Start Records shown

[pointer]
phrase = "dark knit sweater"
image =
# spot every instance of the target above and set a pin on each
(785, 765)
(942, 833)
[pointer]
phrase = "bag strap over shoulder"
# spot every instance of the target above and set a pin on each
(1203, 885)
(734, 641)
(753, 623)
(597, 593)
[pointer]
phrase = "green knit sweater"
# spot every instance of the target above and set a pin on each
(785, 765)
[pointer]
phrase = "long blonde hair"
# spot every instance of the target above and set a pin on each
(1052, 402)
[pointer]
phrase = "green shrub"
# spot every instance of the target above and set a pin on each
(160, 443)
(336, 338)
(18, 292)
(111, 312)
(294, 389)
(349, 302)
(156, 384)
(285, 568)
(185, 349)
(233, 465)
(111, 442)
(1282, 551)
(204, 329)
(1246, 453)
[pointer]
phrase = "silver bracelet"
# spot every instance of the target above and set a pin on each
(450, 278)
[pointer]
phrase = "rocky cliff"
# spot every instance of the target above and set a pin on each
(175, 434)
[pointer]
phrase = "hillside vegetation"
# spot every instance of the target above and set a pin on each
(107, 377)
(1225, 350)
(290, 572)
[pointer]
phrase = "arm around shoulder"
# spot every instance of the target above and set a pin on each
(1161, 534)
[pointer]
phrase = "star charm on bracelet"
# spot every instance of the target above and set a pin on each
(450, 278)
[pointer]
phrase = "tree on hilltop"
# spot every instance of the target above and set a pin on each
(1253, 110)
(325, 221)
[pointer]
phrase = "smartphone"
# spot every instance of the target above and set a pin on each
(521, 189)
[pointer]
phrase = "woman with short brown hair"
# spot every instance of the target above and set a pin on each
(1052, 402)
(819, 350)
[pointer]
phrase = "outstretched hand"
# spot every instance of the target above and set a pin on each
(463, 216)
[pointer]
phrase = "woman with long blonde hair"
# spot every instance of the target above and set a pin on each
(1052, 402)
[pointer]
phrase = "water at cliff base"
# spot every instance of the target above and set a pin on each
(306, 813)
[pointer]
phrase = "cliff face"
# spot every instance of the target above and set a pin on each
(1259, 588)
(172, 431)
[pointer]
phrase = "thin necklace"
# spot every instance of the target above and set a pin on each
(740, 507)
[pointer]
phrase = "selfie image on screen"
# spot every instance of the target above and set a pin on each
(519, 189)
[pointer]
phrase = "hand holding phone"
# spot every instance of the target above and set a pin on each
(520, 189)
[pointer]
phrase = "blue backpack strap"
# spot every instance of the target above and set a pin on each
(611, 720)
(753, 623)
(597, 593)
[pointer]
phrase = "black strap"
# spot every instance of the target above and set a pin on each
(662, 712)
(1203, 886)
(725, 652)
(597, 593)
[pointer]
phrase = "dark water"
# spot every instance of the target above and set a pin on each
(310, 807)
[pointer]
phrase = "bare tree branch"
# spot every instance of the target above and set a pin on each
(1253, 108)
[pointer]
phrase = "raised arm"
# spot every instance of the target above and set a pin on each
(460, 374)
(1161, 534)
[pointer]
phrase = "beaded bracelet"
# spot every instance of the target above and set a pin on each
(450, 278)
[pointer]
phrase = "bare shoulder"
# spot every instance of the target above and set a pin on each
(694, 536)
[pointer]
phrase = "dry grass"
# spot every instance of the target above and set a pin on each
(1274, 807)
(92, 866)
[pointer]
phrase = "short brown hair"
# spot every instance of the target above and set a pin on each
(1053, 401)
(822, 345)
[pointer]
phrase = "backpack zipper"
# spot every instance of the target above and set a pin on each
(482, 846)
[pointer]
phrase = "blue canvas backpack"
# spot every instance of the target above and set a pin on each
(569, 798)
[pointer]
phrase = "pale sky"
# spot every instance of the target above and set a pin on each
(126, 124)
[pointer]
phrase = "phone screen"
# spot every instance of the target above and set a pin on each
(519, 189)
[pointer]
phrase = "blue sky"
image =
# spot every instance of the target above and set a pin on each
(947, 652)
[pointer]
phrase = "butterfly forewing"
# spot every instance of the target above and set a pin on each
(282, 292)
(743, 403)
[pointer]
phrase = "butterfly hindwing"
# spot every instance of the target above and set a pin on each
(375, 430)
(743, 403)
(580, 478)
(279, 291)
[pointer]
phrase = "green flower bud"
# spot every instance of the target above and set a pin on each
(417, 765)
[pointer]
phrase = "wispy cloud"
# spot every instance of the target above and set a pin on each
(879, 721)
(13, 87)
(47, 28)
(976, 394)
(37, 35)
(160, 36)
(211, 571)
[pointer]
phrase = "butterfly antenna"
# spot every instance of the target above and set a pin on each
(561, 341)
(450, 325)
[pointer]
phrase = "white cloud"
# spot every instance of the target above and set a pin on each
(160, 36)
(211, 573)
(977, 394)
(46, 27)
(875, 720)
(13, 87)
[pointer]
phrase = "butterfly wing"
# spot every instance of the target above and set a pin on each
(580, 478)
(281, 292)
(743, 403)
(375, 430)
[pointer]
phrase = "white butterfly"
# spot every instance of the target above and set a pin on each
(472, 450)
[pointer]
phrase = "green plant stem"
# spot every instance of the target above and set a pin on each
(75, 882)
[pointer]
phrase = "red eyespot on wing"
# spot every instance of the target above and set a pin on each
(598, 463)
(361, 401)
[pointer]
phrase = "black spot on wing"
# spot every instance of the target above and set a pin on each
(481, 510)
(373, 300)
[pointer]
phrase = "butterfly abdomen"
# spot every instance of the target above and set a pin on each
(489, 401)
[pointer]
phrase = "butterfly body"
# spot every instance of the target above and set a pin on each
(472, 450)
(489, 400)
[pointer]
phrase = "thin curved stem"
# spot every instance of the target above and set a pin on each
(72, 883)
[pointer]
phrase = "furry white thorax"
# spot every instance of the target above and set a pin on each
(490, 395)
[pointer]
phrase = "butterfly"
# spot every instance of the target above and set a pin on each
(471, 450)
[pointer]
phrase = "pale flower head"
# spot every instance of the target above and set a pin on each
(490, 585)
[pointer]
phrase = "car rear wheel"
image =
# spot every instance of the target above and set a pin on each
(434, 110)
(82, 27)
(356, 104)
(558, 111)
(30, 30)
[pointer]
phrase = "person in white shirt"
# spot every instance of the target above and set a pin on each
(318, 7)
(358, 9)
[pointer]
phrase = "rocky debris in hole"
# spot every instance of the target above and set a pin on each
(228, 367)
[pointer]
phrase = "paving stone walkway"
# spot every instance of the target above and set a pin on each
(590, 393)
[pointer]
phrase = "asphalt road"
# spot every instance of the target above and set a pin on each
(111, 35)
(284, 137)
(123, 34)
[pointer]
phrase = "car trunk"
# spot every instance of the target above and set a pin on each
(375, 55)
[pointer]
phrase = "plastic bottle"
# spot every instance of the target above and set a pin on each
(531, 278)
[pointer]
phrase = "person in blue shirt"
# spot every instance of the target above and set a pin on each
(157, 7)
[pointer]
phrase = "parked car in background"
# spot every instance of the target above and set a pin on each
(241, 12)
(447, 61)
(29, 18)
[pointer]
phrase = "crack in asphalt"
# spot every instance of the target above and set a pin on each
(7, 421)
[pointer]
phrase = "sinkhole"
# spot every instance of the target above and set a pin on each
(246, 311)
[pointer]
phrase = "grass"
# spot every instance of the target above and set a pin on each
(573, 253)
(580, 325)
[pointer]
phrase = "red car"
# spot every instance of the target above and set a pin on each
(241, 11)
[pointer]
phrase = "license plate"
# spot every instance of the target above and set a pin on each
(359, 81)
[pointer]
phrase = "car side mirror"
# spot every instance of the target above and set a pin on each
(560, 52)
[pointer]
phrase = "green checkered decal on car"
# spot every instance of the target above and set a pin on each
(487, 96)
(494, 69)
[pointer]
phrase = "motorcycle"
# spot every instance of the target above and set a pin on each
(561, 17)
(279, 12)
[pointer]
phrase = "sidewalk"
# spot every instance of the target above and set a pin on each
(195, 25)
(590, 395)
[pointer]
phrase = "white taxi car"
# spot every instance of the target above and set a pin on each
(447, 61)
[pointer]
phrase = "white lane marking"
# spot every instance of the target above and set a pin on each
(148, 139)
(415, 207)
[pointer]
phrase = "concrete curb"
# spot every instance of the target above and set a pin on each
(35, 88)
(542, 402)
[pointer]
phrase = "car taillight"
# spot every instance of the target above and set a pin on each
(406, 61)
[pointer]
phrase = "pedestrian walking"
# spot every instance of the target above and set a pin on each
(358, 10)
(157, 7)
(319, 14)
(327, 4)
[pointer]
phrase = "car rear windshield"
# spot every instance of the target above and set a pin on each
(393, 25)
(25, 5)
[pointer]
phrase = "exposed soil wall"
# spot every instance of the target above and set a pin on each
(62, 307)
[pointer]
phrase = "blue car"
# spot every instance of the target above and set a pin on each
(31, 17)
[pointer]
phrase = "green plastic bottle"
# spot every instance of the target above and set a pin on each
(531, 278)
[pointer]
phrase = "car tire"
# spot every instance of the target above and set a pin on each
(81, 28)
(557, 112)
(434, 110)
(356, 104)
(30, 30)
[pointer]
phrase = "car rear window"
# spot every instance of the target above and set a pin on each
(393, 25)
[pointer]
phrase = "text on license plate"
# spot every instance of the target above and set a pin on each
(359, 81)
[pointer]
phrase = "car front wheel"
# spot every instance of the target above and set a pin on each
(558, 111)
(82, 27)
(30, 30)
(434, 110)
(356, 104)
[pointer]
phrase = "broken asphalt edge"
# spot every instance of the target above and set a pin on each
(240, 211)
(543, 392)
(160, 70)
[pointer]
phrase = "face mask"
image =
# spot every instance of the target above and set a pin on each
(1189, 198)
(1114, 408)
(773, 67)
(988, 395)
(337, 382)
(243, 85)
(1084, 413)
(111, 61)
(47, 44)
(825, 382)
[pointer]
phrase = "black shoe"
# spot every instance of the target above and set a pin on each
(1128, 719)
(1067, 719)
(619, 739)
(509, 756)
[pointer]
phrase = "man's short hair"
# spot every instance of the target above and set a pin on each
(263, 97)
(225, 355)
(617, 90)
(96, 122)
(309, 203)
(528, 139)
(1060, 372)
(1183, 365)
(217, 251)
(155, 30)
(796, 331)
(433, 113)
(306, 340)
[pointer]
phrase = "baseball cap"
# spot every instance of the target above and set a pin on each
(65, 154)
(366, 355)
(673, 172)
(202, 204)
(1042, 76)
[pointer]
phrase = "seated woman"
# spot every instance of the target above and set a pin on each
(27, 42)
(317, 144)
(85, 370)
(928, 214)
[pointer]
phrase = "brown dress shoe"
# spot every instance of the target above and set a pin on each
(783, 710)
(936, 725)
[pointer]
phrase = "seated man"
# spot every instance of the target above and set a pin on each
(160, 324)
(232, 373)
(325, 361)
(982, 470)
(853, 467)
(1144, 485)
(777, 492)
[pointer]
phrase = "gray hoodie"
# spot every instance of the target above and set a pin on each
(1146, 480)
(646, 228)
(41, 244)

End Records shown

__Work instructions__: Turn the part of the records that runs from the start through the line containing "(1246, 453)" into a numbered list, one line per item, with blank lines left out.

__Solution to this exercise__:
1. [pointer]
2. phrase = "dark knit sweater"
3. image =
4. # spot every instance of the target above and set a pin on each
5. (785, 765)
6. (942, 833)
7. [pointer]
8. phrase = "bag strap over shoulder"
9. # spot every instance of the target above and set a pin on each
10. (1203, 885)
11. (734, 641)
12. (753, 623)
13. (597, 593)
14. [pointer]
15. phrase = "green knit sweater"
16. # spot every instance of the target above and set a pin on each
17. (785, 765)
18. [pointer]
19. phrase = "long blonde hair"
20. # spot every instance of the target above and set a pin on each
21. (1052, 402)
22. [pointer]
23. phrase = "green shrub"
24. # spot every instance of the target above and set a pin on each
25. (160, 443)
26. (336, 338)
27. (18, 292)
28. (111, 312)
29. (294, 389)
30. (349, 302)
31. (156, 384)
32. (285, 568)
33. (185, 349)
34. (233, 465)
35. (111, 442)
36. (1282, 551)
37. (204, 329)
38. (1246, 453)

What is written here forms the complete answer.